[start Raw records]

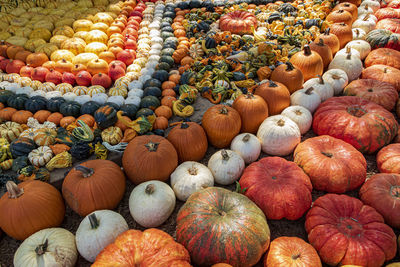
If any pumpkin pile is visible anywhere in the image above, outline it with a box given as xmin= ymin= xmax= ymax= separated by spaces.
xmin=0 ymin=0 xmax=400 ymax=267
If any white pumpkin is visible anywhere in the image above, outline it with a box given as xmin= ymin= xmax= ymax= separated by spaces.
xmin=346 ymin=40 xmax=371 ymax=60
xmin=14 ymin=228 xmax=78 ymax=267
xmin=360 ymin=0 xmax=381 ymax=13
xmin=352 ymin=14 xmax=376 ymax=34
xmin=231 ymin=133 xmax=261 ymax=164
xmin=353 ymin=28 xmax=367 ymax=40
xmin=290 ymin=87 xmax=321 ymax=113
xmin=208 ymin=149 xmax=244 ymax=185
xmin=328 ymin=54 xmax=363 ymax=82
xmin=129 ymin=180 xmax=176 ymax=228
xmin=322 ymin=69 xmax=349 ymax=95
xmin=257 ymin=115 xmax=301 ymax=156
xmin=75 ymin=210 xmax=129 ymax=262
xmin=281 ymin=106 xmax=312 ymax=134
xmin=303 ymin=75 xmax=335 ymax=102
xmin=335 ymin=46 xmax=361 ymax=58
xmin=171 ymin=161 xmax=214 ymax=201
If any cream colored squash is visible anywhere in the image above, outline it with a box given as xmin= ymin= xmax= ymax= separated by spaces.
xmin=171 ymin=161 xmax=214 ymax=201
xmin=231 ymin=133 xmax=261 ymax=164
xmin=14 ymin=228 xmax=78 ymax=267
xmin=290 ymin=87 xmax=321 ymax=113
xmin=208 ymin=149 xmax=245 ymax=185
xmin=281 ymin=106 xmax=312 ymax=134
xmin=257 ymin=115 xmax=301 ymax=156
xmin=129 ymin=180 xmax=176 ymax=228
xmin=75 ymin=210 xmax=129 ymax=262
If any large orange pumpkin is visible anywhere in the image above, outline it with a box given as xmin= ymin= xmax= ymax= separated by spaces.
xmin=122 ymin=135 xmax=178 ymax=184
xmin=232 ymin=93 xmax=268 ymax=133
xmin=167 ymin=122 xmax=208 ymax=162
xmin=0 ymin=180 xmax=65 ymax=240
xmin=239 ymin=157 xmax=312 ymax=220
xmin=201 ymin=105 xmax=242 ymax=148
xmin=254 ymin=80 xmax=290 ymax=116
xmin=62 ymin=159 xmax=125 ymax=216
xmin=92 ymin=228 xmax=192 ymax=267
xmin=264 ymin=236 xmax=322 ymax=267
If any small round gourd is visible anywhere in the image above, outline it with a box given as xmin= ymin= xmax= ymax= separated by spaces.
xmin=129 ymin=180 xmax=176 ymax=228
xmin=208 ymin=149 xmax=244 ymax=185
xmin=171 ymin=161 xmax=214 ymax=201
xmin=75 ymin=210 xmax=129 ymax=262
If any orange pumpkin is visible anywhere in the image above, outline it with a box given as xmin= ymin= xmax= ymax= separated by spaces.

[end Raw records]

- _Task to complete_: Reproduce the data above line for line, leaving out the pictures.

- _Output of the exercise_:
If any pumpkin pile is visible anywhere in the image above, outline it with a box given as xmin= ymin= xmax= ymax= separated by spaces.
xmin=0 ymin=0 xmax=400 ymax=267
If any white pumpkin is visible anywhere in the image above, outline it with a box given as xmin= ymin= xmax= ymax= separated by spaces.
xmin=346 ymin=40 xmax=371 ymax=60
xmin=14 ymin=228 xmax=78 ymax=267
xmin=360 ymin=0 xmax=381 ymax=13
xmin=352 ymin=14 xmax=376 ymax=34
xmin=231 ymin=133 xmax=261 ymax=164
xmin=353 ymin=28 xmax=367 ymax=40
xmin=290 ymin=87 xmax=321 ymax=113
xmin=208 ymin=149 xmax=244 ymax=185
xmin=328 ymin=54 xmax=363 ymax=82
xmin=129 ymin=180 xmax=176 ymax=228
xmin=322 ymin=69 xmax=349 ymax=95
xmin=257 ymin=115 xmax=301 ymax=156
xmin=75 ymin=210 xmax=129 ymax=262
xmin=281 ymin=106 xmax=312 ymax=134
xmin=303 ymin=75 xmax=335 ymax=102
xmin=335 ymin=46 xmax=361 ymax=58
xmin=171 ymin=161 xmax=214 ymax=201
If any cream colored squash is visible anywhere in the image above, outline it with a box given as xmin= ymin= xmax= ymax= separated by spaces.
xmin=171 ymin=161 xmax=214 ymax=201
xmin=231 ymin=133 xmax=261 ymax=164
xmin=14 ymin=228 xmax=78 ymax=267
xmin=290 ymin=87 xmax=321 ymax=113
xmin=208 ymin=149 xmax=245 ymax=185
xmin=281 ymin=106 xmax=312 ymax=134
xmin=257 ymin=115 xmax=301 ymax=156
xmin=129 ymin=180 xmax=176 ymax=228
xmin=75 ymin=210 xmax=129 ymax=262
If any large orange pumpkin is visible anywhere in the image above, outline it with a box given as xmin= ymin= xmax= ymax= separated by spaces.
xmin=122 ymin=135 xmax=178 ymax=184
xmin=232 ymin=93 xmax=268 ymax=133
xmin=167 ymin=122 xmax=208 ymax=162
xmin=0 ymin=180 xmax=65 ymax=240
xmin=239 ymin=157 xmax=312 ymax=220
xmin=201 ymin=105 xmax=242 ymax=148
xmin=254 ymin=80 xmax=290 ymax=116
xmin=62 ymin=159 xmax=125 ymax=216
xmin=92 ymin=228 xmax=192 ymax=267
xmin=264 ymin=236 xmax=322 ymax=267
If any small round gourd is visible anywhere in the image above, outline it with a box given as xmin= ymin= xmax= ymax= separated by spaces.
xmin=129 ymin=180 xmax=176 ymax=228
xmin=208 ymin=149 xmax=244 ymax=185
xmin=171 ymin=161 xmax=214 ymax=201
xmin=75 ymin=210 xmax=129 ymax=262
If any orange pumpkin is visible anywhere in the image above, outline it with a box given as xmin= ymin= xmax= ymax= separated by spaces.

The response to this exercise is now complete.